## YOUR GOAL
Extract exactly and only the lines of the data below, starting at the line with "man's nose as a single dot per instance." and stopping after the final line.

## TASK INPUT
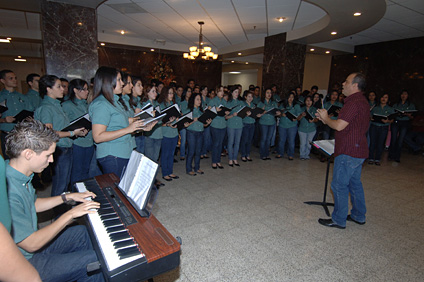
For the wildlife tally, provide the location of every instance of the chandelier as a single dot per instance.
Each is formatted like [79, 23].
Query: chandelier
[204, 52]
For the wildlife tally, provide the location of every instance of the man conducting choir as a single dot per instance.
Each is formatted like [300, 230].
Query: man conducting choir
[58, 252]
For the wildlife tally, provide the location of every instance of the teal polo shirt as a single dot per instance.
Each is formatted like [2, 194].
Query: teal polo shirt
[103, 112]
[16, 102]
[4, 201]
[167, 131]
[267, 119]
[304, 125]
[218, 122]
[22, 206]
[197, 125]
[328, 104]
[285, 122]
[235, 122]
[75, 109]
[385, 111]
[156, 132]
[403, 107]
[33, 99]
[50, 111]
[248, 119]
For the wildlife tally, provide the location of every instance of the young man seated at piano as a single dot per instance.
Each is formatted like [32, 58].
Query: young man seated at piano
[58, 252]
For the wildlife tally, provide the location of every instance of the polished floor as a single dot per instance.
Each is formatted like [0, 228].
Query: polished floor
[249, 223]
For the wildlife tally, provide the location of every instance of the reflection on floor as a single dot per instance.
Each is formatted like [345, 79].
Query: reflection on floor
[249, 223]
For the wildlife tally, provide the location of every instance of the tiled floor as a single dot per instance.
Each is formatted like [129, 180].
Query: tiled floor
[249, 223]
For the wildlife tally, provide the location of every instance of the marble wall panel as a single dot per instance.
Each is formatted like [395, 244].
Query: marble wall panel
[389, 68]
[283, 63]
[69, 40]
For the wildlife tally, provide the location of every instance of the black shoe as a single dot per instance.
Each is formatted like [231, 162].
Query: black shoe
[349, 218]
[329, 223]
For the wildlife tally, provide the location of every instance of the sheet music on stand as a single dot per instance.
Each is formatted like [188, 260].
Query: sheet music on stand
[327, 146]
[137, 183]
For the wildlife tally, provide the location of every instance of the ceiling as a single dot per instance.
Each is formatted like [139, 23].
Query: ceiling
[231, 26]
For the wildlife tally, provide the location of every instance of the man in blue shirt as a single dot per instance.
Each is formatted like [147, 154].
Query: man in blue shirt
[57, 252]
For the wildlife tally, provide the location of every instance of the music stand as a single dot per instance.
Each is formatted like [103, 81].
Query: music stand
[327, 148]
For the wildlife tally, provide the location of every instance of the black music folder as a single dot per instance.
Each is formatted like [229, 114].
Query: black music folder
[379, 118]
[182, 120]
[82, 121]
[3, 107]
[23, 115]
[208, 114]
[334, 110]
[137, 183]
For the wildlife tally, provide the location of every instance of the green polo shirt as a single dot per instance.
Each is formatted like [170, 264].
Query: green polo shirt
[218, 122]
[304, 124]
[75, 109]
[114, 117]
[285, 122]
[167, 131]
[16, 102]
[267, 119]
[403, 107]
[197, 125]
[385, 111]
[22, 206]
[33, 99]
[50, 111]
[235, 122]
[4, 202]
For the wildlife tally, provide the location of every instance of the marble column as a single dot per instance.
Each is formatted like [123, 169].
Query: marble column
[69, 40]
[283, 63]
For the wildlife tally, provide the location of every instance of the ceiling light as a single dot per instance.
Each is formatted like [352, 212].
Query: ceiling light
[199, 52]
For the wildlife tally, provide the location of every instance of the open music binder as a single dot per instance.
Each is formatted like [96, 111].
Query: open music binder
[137, 183]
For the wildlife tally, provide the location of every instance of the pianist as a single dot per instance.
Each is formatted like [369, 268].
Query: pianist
[58, 252]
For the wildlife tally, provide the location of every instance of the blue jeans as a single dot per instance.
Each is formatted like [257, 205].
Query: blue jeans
[66, 257]
[139, 143]
[183, 141]
[206, 146]
[378, 135]
[152, 148]
[234, 137]
[194, 147]
[218, 135]
[112, 164]
[399, 130]
[347, 179]
[289, 135]
[305, 143]
[167, 155]
[266, 134]
[62, 167]
[81, 161]
[247, 139]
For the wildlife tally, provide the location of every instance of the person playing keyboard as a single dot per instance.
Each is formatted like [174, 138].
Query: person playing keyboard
[58, 252]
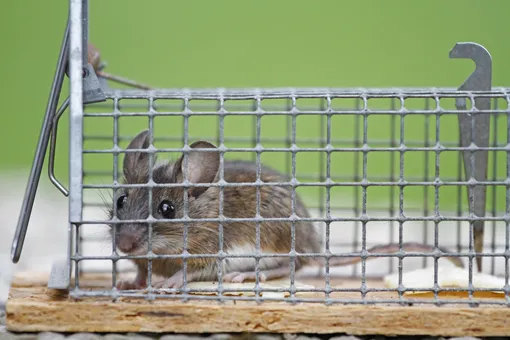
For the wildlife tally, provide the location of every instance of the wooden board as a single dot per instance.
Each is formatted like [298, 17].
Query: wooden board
[31, 307]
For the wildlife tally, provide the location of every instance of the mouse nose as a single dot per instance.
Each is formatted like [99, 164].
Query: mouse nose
[126, 243]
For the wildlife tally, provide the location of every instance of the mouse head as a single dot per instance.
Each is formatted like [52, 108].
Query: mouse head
[167, 203]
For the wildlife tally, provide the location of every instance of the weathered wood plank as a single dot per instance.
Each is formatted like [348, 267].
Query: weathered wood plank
[31, 307]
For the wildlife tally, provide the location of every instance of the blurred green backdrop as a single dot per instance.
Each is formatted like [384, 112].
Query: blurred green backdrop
[297, 43]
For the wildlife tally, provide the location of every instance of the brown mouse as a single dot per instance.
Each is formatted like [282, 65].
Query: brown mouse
[203, 237]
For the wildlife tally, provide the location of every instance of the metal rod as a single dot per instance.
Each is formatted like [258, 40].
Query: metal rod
[35, 172]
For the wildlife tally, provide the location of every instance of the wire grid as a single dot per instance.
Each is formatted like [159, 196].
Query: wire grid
[341, 144]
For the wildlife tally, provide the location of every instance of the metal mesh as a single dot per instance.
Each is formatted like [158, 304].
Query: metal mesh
[372, 166]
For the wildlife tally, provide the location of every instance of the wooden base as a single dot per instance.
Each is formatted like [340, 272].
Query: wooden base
[31, 307]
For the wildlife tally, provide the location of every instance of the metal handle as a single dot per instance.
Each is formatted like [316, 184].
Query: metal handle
[35, 172]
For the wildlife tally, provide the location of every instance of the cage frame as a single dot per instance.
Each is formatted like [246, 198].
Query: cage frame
[85, 88]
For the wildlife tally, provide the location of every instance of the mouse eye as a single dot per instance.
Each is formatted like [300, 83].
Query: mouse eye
[167, 209]
[120, 201]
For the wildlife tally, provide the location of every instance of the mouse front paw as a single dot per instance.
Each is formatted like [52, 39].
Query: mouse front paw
[137, 283]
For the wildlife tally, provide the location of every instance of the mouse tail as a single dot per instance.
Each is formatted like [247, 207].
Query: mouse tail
[389, 249]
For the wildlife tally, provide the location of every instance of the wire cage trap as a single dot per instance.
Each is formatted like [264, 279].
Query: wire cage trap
[364, 167]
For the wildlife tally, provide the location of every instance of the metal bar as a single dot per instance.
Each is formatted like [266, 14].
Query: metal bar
[76, 113]
[35, 172]
[53, 146]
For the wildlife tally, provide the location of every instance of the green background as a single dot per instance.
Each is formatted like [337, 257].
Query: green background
[197, 44]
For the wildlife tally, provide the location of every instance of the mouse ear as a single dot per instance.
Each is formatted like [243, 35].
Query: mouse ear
[136, 163]
[202, 167]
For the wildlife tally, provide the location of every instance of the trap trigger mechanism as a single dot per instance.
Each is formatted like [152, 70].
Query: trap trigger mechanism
[474, 129]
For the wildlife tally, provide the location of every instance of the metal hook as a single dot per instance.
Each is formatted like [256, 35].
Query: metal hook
[479, 80]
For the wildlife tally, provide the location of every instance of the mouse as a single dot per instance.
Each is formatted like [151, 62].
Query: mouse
[239, 237]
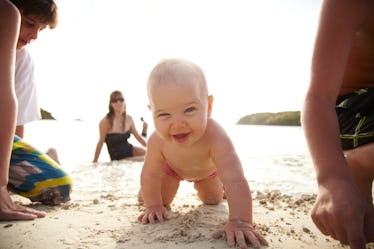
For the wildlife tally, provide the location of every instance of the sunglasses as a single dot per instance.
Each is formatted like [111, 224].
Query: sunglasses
[116, 100]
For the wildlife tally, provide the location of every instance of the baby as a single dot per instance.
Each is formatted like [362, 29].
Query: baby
[189, 145]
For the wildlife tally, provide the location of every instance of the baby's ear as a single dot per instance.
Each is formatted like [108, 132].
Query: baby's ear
[210, 105]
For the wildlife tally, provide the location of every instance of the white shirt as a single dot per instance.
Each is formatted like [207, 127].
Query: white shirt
[25, 86]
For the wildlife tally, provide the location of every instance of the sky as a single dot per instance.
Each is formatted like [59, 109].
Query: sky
[255, 53]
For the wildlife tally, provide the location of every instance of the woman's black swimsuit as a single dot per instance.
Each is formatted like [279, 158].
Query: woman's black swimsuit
[118, 146]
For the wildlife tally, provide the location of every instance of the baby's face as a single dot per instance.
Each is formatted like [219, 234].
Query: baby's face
[179, 110]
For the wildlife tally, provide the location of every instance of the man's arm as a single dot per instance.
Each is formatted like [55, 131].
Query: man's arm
[339, 210]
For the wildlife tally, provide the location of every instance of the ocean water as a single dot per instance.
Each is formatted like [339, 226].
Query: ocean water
[273, 157]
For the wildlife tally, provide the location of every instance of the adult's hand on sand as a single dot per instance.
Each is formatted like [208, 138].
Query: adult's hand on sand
[154, 213]
[340, 214]
[238, 232]
[11, 211]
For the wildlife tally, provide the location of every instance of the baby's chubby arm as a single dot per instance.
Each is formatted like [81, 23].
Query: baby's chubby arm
[151, 180]
[239, 227]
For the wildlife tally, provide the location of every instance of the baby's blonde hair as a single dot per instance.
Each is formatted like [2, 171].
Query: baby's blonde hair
[177, 70]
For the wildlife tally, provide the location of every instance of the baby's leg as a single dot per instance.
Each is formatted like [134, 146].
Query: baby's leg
[169, 188]
[210, 190]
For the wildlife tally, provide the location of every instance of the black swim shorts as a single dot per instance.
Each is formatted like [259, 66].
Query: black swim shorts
[356, 118]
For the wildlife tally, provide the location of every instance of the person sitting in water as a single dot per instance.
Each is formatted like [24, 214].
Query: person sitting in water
[115, 129]
[145, 127]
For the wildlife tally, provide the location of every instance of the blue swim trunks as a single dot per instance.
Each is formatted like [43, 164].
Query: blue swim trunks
[356, 118]
[36, 176]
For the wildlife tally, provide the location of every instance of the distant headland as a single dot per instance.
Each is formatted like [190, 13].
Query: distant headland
[289, 118]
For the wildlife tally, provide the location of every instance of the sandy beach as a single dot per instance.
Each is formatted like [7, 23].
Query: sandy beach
[103, 213]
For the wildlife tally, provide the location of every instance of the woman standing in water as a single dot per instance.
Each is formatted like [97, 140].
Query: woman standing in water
[115, 129]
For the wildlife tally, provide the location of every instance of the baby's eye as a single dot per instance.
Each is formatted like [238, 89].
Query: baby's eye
[29, 24]
[190, 109]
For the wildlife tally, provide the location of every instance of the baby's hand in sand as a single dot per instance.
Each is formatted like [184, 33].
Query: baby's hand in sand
[154, 213]
[237, 231]
[11, 211]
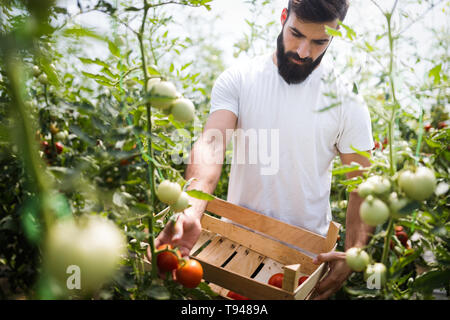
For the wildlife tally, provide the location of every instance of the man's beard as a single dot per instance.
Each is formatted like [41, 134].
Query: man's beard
[291, 72]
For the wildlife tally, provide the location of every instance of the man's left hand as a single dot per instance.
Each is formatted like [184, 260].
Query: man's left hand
[338, 273]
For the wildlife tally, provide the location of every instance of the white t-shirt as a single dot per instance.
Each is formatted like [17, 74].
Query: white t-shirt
[283, 166]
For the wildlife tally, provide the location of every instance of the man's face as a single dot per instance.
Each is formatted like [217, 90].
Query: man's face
[300, 47]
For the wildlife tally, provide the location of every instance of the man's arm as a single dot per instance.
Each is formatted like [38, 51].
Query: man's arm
[357, 232]
[205, 166]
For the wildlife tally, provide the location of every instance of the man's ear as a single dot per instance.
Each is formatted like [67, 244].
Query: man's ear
[284, 16]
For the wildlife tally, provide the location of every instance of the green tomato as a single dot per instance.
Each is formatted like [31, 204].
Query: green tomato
[62, 135]
[93, 244]
[168, 192]
[163, 94]
[380, 184]
[151, 82]
[396, 204]
[183, 110]
[36, 71]
[365, 189]
[182, 202]
[373, 211]
[43, 79]
[419, 185]
[357, 259]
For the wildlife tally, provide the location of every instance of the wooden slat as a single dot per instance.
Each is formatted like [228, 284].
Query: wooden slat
[236, 282]
[269, 269]
[332, 235]
[306, 287]
[245, 261]
[257, 242]
[218, 251]
[290, 277]
[205, 235]
[285, 232]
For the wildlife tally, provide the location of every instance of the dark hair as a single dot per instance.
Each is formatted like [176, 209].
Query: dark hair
[318, 10]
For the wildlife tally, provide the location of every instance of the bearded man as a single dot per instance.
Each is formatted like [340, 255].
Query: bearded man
[284, 95]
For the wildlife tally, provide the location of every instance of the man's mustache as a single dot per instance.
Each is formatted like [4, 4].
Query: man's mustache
[296, 57]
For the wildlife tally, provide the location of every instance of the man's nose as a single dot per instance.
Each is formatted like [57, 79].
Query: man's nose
[303, 49]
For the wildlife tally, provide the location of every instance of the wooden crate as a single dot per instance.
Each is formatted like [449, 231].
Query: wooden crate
[237, 259]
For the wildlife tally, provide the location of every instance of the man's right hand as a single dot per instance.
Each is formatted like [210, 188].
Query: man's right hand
[183, 234]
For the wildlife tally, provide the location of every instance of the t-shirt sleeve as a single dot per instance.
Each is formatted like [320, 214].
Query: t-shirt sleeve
[225, 92]
[356, 126]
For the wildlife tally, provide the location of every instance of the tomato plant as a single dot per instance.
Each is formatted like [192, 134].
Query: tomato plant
[166, 260]
[190, 273]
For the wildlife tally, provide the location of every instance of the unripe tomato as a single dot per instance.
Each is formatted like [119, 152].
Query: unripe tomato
[276, 280]
[168, 192]
[236, 296]
[167, 261]
[190, 274]
[43, 78]
[402, 237]
[59, 147]
[53, 128]
[396, 204]
[373, 211]
[357, 259]
[442, 125]
[365, 189]
[163, 94]
[377, 269]
[380, 184]
[62, 135]
[183, 110]
[418, 185]
[93, 243]
[151, 82]
[182, 202]
[36, 71]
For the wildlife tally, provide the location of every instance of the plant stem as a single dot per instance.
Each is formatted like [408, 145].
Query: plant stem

## SOLUTION FOR THIS EXERCISE
For the wildlife tally, provide the location of every instance of the man's nose as a single dot per instance.
Each is formatted like [57, 79].
Query: man's nose
[303, 49]
For the wildlife tally, provide the location of every instance of the wooden crate as a single dot per instance.
Each is formatted like [449, 231].
Query: wooden crate
[237, 259]
For the wildlife tally, provide the location of every instance of the man's right hand as a single dot per instance.
Each is formatted like [210, 188].
Query: man's right hand
[183, 234]
For the wildlife tally, provide the location of every instance of the t-shirt sleeve as a single dot per instance.
Each is formatted like [320, 214].
Query: t-shirt sleeve
[225, 92]
[356, 126]
For the wildlife tally, provide the location of every instance of the tomato plant as a single dot per instance.
Each is formatted like [192, 134].
Query: tomato plant
[166, 260]
[190, 273]
For the wildlife tally, provide the location of every instance of the unripe tomato as a single dot per instance.
Each is formatted like [119, 152].
Query: unripe tomato
[276, 280]
[168, 192]
[236, 296]
[167, 261]
[190, 274]
[43, 78]
[402, 237]
[59, 147]
[53, 128]
[396, 204]
[373, 211]
[357, 259]
[442, 125]
[365, 189]
[163, 94]
[377, 269]
[380, 184]
[62, 135]
[183, 110]
[418, 185]
[93, 243]
[151, 82]
[182, 202]
[36, 71]
For the wildlife tally, provide the location of every instance of the plant stem as a single dot per instance.
Each is formatted like [408, 145].
Query: plant stem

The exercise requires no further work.